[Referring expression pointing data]
- - -

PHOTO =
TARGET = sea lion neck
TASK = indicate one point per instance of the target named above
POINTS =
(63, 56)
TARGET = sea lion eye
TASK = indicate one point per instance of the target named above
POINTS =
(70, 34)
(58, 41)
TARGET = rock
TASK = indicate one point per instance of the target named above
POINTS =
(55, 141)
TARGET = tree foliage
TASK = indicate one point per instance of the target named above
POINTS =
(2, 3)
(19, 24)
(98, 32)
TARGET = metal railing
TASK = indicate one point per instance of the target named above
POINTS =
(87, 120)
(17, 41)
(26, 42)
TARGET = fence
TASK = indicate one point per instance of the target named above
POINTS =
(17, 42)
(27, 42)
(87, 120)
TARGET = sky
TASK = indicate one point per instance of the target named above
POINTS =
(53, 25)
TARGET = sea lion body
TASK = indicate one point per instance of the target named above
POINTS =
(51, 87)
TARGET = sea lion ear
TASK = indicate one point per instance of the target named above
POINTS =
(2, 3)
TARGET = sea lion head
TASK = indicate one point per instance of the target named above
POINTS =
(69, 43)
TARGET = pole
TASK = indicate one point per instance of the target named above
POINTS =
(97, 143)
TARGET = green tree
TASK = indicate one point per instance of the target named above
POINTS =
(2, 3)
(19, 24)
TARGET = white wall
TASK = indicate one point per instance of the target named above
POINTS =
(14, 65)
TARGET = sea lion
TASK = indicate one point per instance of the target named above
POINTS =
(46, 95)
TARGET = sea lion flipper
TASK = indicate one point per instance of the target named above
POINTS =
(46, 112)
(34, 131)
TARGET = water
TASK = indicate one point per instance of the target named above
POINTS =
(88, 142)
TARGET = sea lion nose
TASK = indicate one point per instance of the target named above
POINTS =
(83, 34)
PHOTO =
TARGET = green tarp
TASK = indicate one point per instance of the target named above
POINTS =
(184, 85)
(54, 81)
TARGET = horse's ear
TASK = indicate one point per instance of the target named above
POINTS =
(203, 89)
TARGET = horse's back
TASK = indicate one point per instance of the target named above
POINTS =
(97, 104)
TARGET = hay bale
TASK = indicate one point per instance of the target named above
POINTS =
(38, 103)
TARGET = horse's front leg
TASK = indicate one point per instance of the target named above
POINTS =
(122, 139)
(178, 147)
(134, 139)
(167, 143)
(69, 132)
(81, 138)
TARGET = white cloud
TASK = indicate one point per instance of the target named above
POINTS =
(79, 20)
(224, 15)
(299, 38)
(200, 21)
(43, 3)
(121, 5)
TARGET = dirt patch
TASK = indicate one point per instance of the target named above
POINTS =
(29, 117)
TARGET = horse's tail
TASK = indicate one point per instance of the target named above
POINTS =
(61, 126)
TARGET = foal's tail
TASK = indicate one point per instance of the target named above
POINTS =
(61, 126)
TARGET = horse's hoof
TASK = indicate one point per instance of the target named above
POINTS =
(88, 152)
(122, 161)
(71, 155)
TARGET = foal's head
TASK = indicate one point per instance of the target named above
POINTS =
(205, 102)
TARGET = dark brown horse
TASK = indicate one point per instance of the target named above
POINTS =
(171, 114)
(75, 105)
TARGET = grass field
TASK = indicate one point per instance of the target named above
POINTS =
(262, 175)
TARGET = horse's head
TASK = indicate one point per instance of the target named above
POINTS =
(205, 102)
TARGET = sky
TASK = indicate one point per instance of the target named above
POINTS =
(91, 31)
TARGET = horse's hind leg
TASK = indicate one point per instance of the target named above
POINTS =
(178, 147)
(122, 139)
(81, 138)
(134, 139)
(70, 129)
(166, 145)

- - -

In the entries above, identify every line with the word "tail". Copy those lines.

Answer below:
TARGET = horse's tail
TARGET = foal's tail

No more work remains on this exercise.